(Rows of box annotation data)
__________________________________________________

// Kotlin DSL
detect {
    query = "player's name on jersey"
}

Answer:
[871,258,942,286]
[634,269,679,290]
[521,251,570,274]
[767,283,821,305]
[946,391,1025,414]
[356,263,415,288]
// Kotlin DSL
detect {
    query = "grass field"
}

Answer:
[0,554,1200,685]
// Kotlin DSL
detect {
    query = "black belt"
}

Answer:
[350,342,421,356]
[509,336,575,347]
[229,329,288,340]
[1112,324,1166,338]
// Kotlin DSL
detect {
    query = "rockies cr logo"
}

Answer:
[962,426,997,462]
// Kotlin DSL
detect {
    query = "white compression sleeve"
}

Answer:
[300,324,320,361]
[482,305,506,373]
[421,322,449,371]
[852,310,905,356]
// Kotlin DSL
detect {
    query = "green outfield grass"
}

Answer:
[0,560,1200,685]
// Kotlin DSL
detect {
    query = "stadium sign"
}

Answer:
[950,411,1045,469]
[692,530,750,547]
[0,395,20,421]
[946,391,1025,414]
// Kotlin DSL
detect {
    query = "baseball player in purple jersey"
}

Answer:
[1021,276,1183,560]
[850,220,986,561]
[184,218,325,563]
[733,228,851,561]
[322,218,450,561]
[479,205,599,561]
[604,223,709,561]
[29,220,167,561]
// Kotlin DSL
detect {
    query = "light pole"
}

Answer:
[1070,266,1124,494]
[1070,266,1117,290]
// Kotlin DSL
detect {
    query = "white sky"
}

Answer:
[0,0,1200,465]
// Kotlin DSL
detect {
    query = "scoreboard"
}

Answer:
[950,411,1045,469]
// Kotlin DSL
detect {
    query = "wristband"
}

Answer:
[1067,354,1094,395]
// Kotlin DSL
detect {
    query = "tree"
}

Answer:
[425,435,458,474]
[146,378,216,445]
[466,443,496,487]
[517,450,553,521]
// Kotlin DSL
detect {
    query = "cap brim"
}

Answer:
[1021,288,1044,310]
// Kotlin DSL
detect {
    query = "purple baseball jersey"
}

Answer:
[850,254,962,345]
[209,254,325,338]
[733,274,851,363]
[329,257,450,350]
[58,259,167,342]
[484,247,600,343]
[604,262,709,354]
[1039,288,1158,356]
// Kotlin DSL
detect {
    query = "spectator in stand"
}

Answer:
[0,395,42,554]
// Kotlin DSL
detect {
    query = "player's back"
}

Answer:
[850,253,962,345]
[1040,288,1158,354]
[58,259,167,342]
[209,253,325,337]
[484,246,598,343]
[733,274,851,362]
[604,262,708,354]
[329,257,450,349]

__________________________________________________

_Given request_.
Return every line of the listing above that contains the string "white".

_Final result_.
    query = "white compression sleeve"
    query = "white sky"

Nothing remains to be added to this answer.